**Défis:**
1. Relevez tous les noms d'auteurs cités dans le texte consacré aux Pentes de la Croix-Rousse et au Bas Montreuil.
2. D'après le texte consacré aux Pentes de la Croix-Rousse et au Bas Montreuil, à quelle période ces deux quartiers ont-ils été comparés du point de vue des « rapports résidentiels » de leurs habitants ?
3. Prolongez le texte consacré aux Pentes de la Croix-Rousse et au Bas Montreuil à partir de sa dernière phrase.
━━━━━ Texte de la page
Dans cette double comparaison, nous nous sommes appuyée sur des savoirs déjà constitués, à propos de ces deux quartiers, à des dates différentes. Il s’agit tout d’abord des travaux menés dans le cadre de l’OCS à la Croix-Rousse (Bensoussan, Bonniel, 1979 ; Bensoussan, Bonniel et al., 1979 ; Bensoussan, 198216), qui offrent un point de comparaison très riche dans la perspective historique. Les Pentes comme le Bas Montreuil ont par ailleurs déjà été comparés, du point de vue des « rapports résidentiels » de leurs habitants, au début des années 2000 (Authier (dir.), 2001). Enfin, le Bas Montreuil a fait l’objet de plusieurs travaux de nature un peu différente, ne portant pas directement sur la gentrification ou sur les habitants (Lévy, 1992 ; Bacqué, Fol, Lévy, 1998 ; Tissot, 2002, 2007). Ces recherches, et surtout les découvertes du terrain, nous ont incitée à développer le deuxième axe de la recherche en nous concentrant sur le seul cas du Bas Montreuil.
━━━━━━━━━━
━━━━━ Entrées
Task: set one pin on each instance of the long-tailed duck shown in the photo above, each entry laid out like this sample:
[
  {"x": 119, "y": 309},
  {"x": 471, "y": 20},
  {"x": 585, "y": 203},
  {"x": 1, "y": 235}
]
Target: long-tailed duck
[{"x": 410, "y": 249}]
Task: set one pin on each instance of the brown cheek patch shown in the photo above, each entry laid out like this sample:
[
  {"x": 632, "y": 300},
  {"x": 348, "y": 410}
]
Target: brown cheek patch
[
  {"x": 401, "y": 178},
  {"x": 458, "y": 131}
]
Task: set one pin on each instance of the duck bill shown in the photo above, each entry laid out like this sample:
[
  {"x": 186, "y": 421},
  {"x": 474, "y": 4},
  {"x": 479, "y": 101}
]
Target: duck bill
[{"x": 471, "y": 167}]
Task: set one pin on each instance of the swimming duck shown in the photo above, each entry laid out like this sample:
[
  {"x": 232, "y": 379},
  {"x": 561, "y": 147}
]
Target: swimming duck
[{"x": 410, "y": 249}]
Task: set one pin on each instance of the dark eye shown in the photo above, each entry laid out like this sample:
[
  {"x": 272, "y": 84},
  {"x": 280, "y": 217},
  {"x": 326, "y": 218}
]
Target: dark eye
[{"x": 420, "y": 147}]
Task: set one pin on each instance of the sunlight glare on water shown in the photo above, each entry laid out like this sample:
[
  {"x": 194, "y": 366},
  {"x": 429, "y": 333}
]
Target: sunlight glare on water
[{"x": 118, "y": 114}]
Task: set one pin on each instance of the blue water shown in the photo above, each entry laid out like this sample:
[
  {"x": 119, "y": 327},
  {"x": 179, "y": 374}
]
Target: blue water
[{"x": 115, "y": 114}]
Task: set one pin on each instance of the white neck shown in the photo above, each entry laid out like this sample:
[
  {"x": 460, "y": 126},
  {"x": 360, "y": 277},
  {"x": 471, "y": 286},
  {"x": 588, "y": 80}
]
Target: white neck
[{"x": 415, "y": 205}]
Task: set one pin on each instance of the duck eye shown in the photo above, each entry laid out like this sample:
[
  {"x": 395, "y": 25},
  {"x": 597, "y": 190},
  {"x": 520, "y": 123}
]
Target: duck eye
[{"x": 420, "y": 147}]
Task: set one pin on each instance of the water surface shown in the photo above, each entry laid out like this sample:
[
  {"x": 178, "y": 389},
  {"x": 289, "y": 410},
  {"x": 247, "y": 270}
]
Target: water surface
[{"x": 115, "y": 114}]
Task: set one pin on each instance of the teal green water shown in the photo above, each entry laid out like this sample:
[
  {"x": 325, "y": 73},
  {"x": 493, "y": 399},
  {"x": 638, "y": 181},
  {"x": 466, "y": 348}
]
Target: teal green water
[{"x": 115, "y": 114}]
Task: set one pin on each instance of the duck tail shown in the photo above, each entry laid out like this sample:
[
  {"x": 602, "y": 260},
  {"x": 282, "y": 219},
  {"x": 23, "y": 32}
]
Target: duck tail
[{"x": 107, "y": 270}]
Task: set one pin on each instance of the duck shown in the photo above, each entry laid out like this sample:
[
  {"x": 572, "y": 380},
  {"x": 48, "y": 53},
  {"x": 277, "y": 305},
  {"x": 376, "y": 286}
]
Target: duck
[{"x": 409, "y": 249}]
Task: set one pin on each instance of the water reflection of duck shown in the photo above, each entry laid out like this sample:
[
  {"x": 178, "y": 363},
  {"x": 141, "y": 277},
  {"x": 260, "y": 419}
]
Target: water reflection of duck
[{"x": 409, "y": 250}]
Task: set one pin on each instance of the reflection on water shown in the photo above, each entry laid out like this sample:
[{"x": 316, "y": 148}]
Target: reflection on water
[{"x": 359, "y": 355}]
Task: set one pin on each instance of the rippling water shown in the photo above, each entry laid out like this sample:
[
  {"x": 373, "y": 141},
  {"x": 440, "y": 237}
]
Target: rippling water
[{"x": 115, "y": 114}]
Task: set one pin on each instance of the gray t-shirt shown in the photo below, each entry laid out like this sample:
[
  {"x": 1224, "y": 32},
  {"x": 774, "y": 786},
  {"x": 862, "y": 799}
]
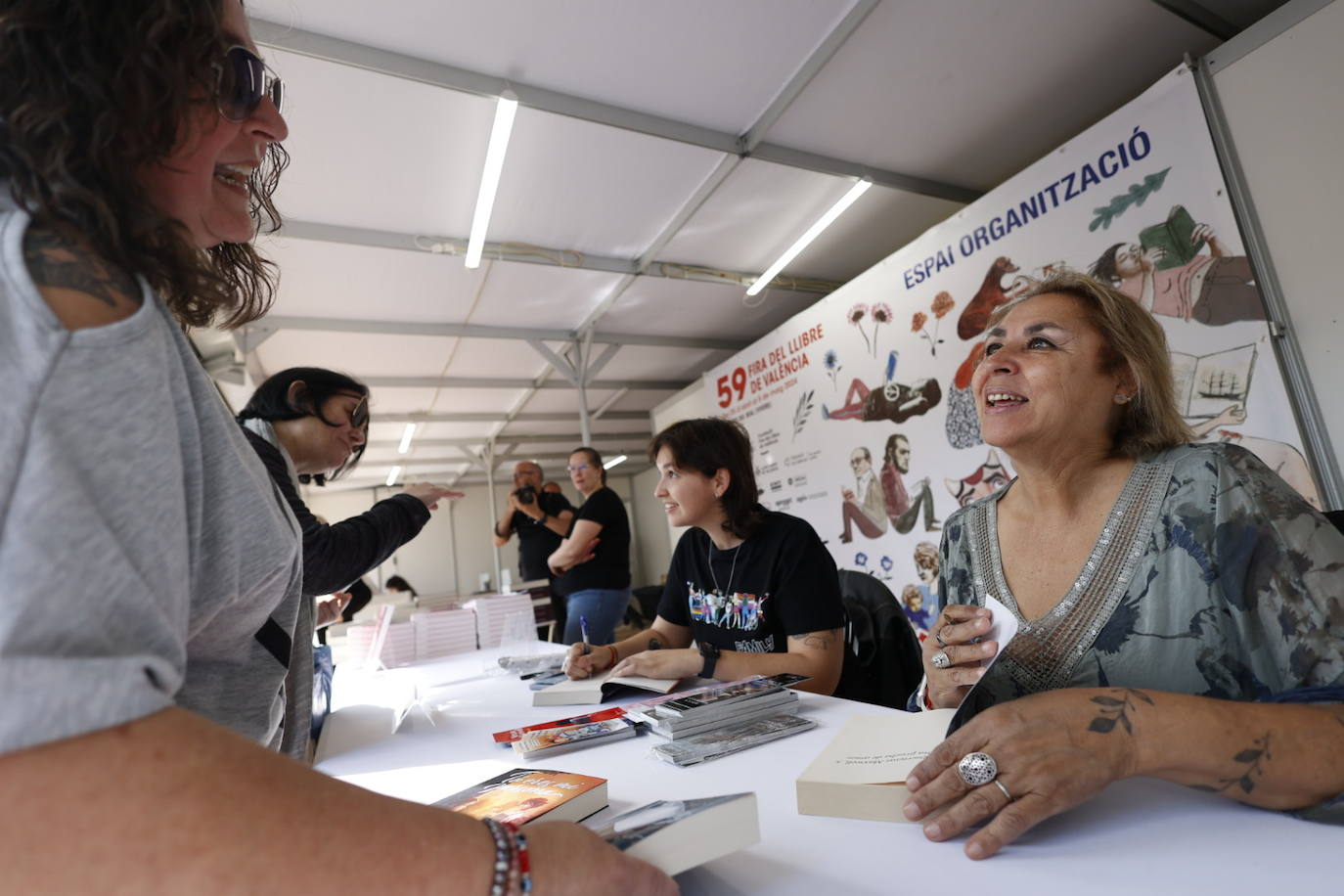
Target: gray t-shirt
[{"x": 146, "y": 555}]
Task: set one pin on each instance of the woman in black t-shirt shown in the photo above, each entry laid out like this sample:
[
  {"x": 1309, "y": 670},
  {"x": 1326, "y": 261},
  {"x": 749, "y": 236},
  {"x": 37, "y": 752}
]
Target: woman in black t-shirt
[
  {"x": 755, "y": 590},
  {"x": 594, "y": 558}
]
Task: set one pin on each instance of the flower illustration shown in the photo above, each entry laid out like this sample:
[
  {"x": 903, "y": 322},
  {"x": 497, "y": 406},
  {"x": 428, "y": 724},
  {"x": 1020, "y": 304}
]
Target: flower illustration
[
  {"x": 856, "y": 316},
  {"x": 880, "y": 315},
  {"x": 832, "y": 363}
]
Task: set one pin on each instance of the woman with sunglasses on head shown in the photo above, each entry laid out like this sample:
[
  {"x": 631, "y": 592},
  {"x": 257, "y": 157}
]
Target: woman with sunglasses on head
[
  {"x": 311, "y": 425},
  {"x": 154, "y": 628},
  {"x": 593, "y": 561},
  {"x": 755, "y": 590}
]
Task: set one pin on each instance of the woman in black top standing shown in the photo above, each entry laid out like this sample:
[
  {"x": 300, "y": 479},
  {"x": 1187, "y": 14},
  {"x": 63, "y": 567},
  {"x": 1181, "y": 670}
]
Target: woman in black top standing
[
  {"x": 594, "y": 559},
  {"x": 755, "y": 589},
  {"x": 308, "y": 424}
]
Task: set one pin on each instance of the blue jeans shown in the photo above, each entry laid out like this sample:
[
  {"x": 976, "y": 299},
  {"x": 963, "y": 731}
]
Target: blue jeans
[{"x": 603, "y": 607}]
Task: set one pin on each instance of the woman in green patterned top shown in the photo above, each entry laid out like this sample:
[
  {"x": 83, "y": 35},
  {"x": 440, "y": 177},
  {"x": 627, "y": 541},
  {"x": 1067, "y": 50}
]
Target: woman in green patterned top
[{"x": 1179, "y": 606}]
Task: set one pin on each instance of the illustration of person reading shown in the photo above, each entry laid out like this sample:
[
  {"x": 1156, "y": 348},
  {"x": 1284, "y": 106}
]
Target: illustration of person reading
━━━━━━━━━━
**Réponses:**
1. Bensoussan, Bonniel, Authier, Lévy, Bacqué, Fol, Tissot

2. Au début des années 2000.

3.
Dans la conception initiale du travail, la double comparaison temporelle et spatiale était structurée autour de deux ensembles de questions : d’une part, qui sont les ménages qui participent à la gentrification de quartiers anciens centraux et pourquoi ils font ce choix résidentiel ; d’autre part, comment ils participent à la gentrification et avec quels effets sur leurs trajectoires. Nous avons toutefois décidé de faire porter la deuxième partie du questionnement uniquement sur les gentrifieurs montreuillois.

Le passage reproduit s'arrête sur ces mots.